§ Exercise requirements: Lift out, unaltered, the lines of the material below between the line holding "Query: black wire frame shelf" and the line holding "Query: reflection in mirror", counting both.

§ Given records:
****

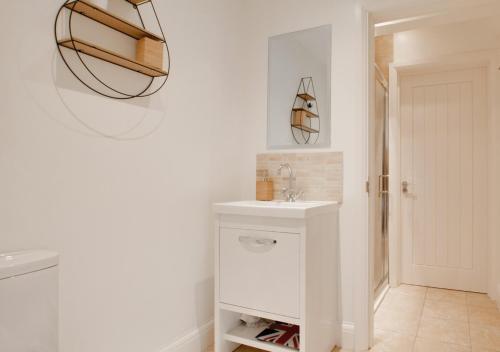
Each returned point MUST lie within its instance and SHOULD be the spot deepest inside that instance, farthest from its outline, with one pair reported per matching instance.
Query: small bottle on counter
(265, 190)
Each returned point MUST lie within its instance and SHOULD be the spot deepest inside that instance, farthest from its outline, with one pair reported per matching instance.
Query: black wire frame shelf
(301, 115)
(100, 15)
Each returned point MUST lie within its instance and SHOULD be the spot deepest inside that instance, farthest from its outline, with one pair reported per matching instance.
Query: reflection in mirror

****

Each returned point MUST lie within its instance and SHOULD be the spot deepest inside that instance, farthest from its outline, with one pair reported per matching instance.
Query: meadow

****

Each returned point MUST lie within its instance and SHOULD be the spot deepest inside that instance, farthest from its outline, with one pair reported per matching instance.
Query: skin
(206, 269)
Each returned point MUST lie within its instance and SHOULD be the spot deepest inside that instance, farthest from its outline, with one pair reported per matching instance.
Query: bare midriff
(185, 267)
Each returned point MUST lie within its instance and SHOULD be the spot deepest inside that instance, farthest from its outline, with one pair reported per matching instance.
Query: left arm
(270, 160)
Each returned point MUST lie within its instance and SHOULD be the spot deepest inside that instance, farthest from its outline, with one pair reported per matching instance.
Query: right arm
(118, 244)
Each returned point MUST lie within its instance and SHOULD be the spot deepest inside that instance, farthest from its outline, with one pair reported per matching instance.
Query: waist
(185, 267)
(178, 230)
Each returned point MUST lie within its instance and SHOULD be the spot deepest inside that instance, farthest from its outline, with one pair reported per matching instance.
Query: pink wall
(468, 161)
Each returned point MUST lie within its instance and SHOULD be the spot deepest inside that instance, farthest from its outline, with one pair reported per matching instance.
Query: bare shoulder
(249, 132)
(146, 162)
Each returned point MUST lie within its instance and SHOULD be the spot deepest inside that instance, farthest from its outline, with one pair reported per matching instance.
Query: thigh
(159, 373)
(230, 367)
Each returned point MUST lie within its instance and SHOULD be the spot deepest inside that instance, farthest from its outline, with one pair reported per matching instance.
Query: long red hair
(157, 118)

****

§ Output:
Query: black wire frame shelf
(301, 115)
(100, 15)
Each returned point MUST lie within its instance and SHOULD be the spot deepest inside that instance, farthest from its outline, with one pair reported per matching instance.
Query: reflection in mirror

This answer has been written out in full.